What you will do: Reproduce the records. Keep every word exact and include no images.

Task input:
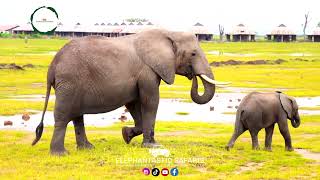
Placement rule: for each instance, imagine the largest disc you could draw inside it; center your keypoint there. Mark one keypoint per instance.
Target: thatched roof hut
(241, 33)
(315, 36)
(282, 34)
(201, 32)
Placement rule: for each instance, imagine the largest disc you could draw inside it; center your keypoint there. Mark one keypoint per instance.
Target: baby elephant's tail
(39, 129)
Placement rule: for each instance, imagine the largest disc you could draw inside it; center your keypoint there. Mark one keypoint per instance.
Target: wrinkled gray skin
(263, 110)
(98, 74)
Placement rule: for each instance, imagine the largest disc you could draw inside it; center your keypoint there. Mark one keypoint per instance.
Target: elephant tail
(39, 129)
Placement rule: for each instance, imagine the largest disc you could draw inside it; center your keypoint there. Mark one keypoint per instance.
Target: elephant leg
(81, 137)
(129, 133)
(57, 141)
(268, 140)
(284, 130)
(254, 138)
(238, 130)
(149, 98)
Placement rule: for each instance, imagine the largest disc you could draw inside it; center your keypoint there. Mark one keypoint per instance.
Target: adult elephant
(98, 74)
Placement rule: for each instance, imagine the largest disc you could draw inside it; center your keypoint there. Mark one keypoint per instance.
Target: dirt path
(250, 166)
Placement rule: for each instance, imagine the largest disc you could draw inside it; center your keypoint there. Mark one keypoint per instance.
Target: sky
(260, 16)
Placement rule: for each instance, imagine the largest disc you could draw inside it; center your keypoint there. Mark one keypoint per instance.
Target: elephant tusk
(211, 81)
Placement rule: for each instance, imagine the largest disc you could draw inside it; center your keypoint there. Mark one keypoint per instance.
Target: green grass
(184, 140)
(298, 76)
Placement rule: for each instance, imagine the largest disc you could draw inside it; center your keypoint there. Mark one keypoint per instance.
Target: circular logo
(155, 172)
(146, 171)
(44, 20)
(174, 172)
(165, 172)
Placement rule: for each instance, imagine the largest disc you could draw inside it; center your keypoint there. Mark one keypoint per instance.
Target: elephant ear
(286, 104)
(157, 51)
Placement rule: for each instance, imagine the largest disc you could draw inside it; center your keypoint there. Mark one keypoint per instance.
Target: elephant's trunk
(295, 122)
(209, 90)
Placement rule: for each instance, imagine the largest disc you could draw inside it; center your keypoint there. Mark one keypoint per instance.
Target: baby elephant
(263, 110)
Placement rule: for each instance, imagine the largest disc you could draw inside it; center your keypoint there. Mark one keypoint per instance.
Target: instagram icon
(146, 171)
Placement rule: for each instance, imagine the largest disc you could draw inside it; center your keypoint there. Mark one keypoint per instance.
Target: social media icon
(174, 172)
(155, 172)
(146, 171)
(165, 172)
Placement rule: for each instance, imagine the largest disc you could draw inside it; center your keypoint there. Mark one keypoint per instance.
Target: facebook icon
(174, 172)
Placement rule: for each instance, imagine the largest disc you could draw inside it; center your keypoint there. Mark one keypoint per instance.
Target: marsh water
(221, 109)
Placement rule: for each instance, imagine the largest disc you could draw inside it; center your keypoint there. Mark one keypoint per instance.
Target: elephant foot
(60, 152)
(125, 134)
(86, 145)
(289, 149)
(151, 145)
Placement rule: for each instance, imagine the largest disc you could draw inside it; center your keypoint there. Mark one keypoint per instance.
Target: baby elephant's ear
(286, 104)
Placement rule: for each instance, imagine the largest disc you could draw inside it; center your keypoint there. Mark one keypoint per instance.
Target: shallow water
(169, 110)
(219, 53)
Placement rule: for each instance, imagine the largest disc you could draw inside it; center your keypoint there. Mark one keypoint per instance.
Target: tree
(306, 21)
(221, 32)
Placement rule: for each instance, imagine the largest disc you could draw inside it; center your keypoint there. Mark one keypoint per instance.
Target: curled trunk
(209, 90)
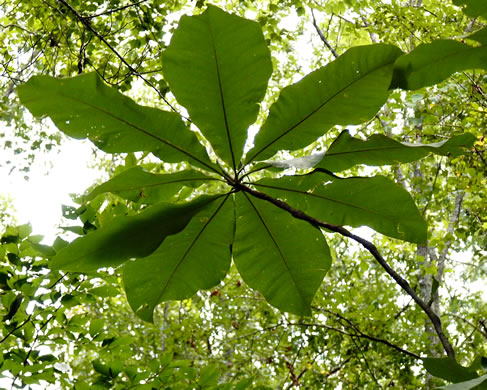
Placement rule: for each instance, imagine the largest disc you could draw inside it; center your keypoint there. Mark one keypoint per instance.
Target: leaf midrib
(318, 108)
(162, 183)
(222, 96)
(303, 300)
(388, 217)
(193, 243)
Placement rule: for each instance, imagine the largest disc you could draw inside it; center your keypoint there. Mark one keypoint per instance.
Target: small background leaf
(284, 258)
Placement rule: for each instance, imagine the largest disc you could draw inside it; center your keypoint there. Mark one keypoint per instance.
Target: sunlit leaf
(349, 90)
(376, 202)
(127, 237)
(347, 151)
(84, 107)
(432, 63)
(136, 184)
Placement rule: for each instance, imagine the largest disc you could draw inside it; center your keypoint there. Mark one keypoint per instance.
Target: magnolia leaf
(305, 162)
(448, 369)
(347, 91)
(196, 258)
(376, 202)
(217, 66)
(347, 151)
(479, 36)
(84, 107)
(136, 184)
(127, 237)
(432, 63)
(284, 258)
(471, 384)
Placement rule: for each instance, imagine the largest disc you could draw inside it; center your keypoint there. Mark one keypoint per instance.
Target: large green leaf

Written solution:
Placement rule: for each instance, imagine the largest disc you could draw inside it; center your keypoint there. Mark one keypoint per instance.
Target: thatched roof hut
(241, 33)
(315, 36)
(282, 34)
(201, 32)
Placement rule: for each instance, imagine the largest disc you could draw inside it; center your keypoint there. Mark one keypoint per instance.
Target: baby elephant's tail
(39, 129)
Placement rule: for each instance, imagine the largest disc you could draw inside it; center your keypoint there. Mark one keypoint per instance.
Target: wrinkled gray skin
(263, 110)
(98, 74)
Placement rule: for each instance, imagine the largest disc you could draw inside it; center your keypoint there. Mark one keypoint per instance.
Target: elephant tail
(39, 129)
Placement rule: for each instance, imagine the largest disc you could draw inside it; center your keypoint there. Mark one keypoint per instance.
Target: elephant leg
(81, 137)
(129, 133)
(57, 141)
(268, 140)
(284, 130)
(254, 138)
(238, 130)
(149, 98)
Placement rule: for each instance, imagine the largest disc you could draw inside it; center your keypoint there. Mark one keypoint per instance.
Target: adult elephant
(98, 74)
Placement rule: for each instance, imagine the largest disc you could draw inside it; center your keypoint there. Mark one keypoint per instance.
Target: dirt path
(250, 166)
Placement rule: for each instance, imagine the largest disc you could draw inside it; center your keypoint there. Mark one keypoint per instance.
Target: sky
(260, 16)
Placement rule: for each instance, imagine the largest disc you could draw inside it; center your keypoint there. Mark one keypoint per instance.
Target: elephant tusk
(211, 81)
Placement rule: for each instance, imagine the largest disc you could draw inside it; center your keypoint there. Mark one keypoint per instance.
Target: green grass
(184, 140)
(298, 76)
Placement rule: for each instance, imagine the largest disc you could draw inside it; center your keypoint there. Mark one keypoint per instance.
Target: circular logo
(155, 172)
(146, 171)
(44, 20)
(174, 172)
(165, 172)
Placement rule: for each instance, imagine the largest disc you could draw inside it; center your keypoint there. Mark one keypoint per instance.
Target: elephant ear
(286, 104)
(157, 51)
Placement rule: for each instance, imagine the largest disc you could draw inside it; center your keypoint there. Mark one keypoint per instance.
Target: elephant's trunk
(295, 122)
(209, 90)
Placement rule: for each instance, imagine the largest disc you could draw inside it; center your keypoint there. Mark one keypoint per instance.
Target: baby elephant
(263, 110)
Placement rule: for each instance, imagine the largest disc you could draw inside it; center your keypoint there. Mark one keypoint per instance.
Target: instagram icon
(146, 171)
Placement rule: for each instance, imagine the largest disc you could draw inside it; center your keypoint there. Mark one keypoint per instance.
Target: social media icon
(174, 172)
(155, 172)
(146, 171)
(165, 172)
Placement rule: for each instance, imagine the largest disc you could draw inside it; center your keypoint there. Mark one keypoint per instance.
Target: facebook icon
(174, 172)
Placement rule: for each instance, imagine the largest disc you could draw inside it; center your keypoint there. Mark one keypoint per instance.
Target: marsh water
(221, 109)
Placement rule: for each instance, imagine the largest disc you could draw inside it; center your keypoint there. Mark one keypoint per instance.
Target: elephant foot
(60, 152)
(125, 134)
(86, 145)
(289, 149)
(151, 145)
Placement rule: for each instance, imagine the largest disc you could draw inside it; center your keypoint there. Mark one keypoint per instance.
Target: baby elephant's ear
(286, 104)
Placement rule: for each instance, imagine the largest disc you could draw inside it; center your keypoint there. Mark one keypoint per instance.
Target: shallow water
(169, 110)
(219, 53)
Placement rule: for each instance, imagine the largest disc you could draw inside it; center your keypoint there. Mark one keypoint per instance.
Target: tree
(306, 21)
(221, 32)
Placement rule: for each instance, imagine the largest disc you could draw inside it; center your keypoint there. Mark one keypoint per instance.
Target: curled trunk
(209, 90)
Placement rule: for each instance, imagine the largest disc you could draw inside it; center your keypoint there. Mark one keypoint per instance.
Target: leaf midrib
(318, 108)
(162, 183)
(222, 96)
(303, 300)
(388, 217)
(193, 243)
Placement rule: for each instance, imagine the largest disc you could draw inside it; center your keypoint there. Mark one keypoint per instance.
Target: small background leaf
(284, 258)
Placement rule: for each instance, imagine the largest disc you could draw inside it; center your keypoint there. Mark one keypoint per instance.
Target: sunlit leaf
(349, 90)
(376, 202)
(127, 237)
(347, 151)
(84, 107)
(432, 63)
(136, 184)
Placement rule: for each instance, imagine the largest disc you could draw inside it; center your keypoint there. Mark one keypoint per instance.
Target: magnolia leaf
(305, 162)
(448, 369)
(347, 91)
(196, 258)
(376, 202)
(217, 66)
(347, 151)
(479, 36)
(84, 107)
(136, 184)
(127, 237)
(432, 63)
(284, 258)
(471, 384)
Placement rule: for each instance, imagine the largest disc you could draw inside it; center your keypoint there. Mark one keypoint per instance.
Target: large green leaf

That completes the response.